======== EXTRACT TO READ

One of the earliest papers concerning this issue was a report by Stern et al[5] in 1975. They performed an experiment to determine the feasibility of the method of coherent light scattering, in their case from a fingertip. They were able to demonstrate rapid microvascular reflexes which no other method was able to demonstrate at that time.

When a beam of light, carried by the fibre-optic probe, enters the tissues and hits moving blood cells in a random order, it undergoes changes in wavelength - a Doppler shift[6] - while the wavelength of light hitting static tissue structures is unchanged. The magnitude and frequency distribution of these changes in wavelength are directly related to the number of moving blood cells, but relatively unrelated to their direction of movement.

The tissue volume occupied by moving blood cells is generally small; the average capillary density is about 50 capillaries per mm2 mucosal area, and most photons do not undergo a frequency shift, but are backscattered or absorbed[7]. The backscattered and Doppler broadened (extended) light carries information about the speed and concentration of blood cells traversing the scattering volume[8].

================

Continue the passage on Doppler shifts of light scattered by moving blood cells, starting after its final sentence.

======== EXTRACTED RECORDS

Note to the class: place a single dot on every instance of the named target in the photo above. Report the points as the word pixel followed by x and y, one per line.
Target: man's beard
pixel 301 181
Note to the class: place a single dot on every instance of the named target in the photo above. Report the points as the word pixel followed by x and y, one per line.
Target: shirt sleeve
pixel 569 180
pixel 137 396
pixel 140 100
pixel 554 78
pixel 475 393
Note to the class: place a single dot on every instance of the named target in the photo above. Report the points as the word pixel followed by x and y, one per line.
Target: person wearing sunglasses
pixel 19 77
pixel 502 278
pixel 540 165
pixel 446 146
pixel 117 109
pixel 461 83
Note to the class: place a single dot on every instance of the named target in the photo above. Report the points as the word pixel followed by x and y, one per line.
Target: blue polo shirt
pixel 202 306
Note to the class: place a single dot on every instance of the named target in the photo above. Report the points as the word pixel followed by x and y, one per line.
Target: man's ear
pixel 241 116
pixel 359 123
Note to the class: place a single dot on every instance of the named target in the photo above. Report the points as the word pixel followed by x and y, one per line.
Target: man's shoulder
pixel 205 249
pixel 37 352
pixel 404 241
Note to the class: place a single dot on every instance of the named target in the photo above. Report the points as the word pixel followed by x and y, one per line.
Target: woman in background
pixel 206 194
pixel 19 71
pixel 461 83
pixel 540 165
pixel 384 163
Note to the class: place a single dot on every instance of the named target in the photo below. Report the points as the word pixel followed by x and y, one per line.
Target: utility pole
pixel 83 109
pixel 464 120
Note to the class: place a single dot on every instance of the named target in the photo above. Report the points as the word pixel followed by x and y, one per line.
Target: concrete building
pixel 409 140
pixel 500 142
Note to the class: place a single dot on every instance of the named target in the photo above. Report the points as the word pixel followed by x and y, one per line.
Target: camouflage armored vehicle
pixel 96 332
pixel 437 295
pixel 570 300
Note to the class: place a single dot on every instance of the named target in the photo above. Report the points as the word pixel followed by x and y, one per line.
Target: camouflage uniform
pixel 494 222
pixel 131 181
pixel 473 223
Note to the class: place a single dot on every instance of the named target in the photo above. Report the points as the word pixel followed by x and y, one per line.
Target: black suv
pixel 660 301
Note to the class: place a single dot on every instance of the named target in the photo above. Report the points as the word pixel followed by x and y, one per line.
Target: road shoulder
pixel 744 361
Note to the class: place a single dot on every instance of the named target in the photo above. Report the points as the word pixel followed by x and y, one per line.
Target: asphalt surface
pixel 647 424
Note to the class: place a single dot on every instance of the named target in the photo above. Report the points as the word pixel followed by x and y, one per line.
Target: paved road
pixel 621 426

================

**RESULT FOR THIS TASK:**
The quantity that is measured in LDPM is generally referred to as perfusion, and expressed in Perfusion Units (PU) which are arbitrarily chosen. In general it is not possible to change PU values into blood flow expressed as mL/min per g tissue; but, it can be done in specific preparations when calibration can be done. Perfusion is defined as the product of local velocity and concentration of blood cells[8]. Speed refers only to the magnitude (mm/s) of the velocity vector, and even though the majority (99%) of blood cells in the undisturbed microcirculation are red cells, LDPM does not selectively measure red cells.

Penetration into the tissue explored depends on the wavelength of the emitted light, and is regulated by differences in fibre diameter/separation. Penetration depth is also influenced, to a great extent, by factors such as structure and density of the capillary bed. The measuring depth is often defined as the depth below the tissue to which approximately 2/3 of the surface light penetrates, and returns back to the tissue surface. A typical probe today is designed using a solid-state laser with a wavelength of 780 nm, one transmitting and one receiving fibre and a fibre separation of 0.25 mm. This could lead to a sample depth of about 0.5-1.0 mm, and the sample volume could be estimated to 1 mm3. This rather shallow measuring depth was the conclusion of several different studies published in the eighties[913]; but, other studies executed during the same period suggested that LDPM had a capacity for transmural measuring in the GI tract[1417]. During the nineties a consensus was reached that LDPM monitors the microcirculation only in the mucosa and the upper submucosa of the GI tract.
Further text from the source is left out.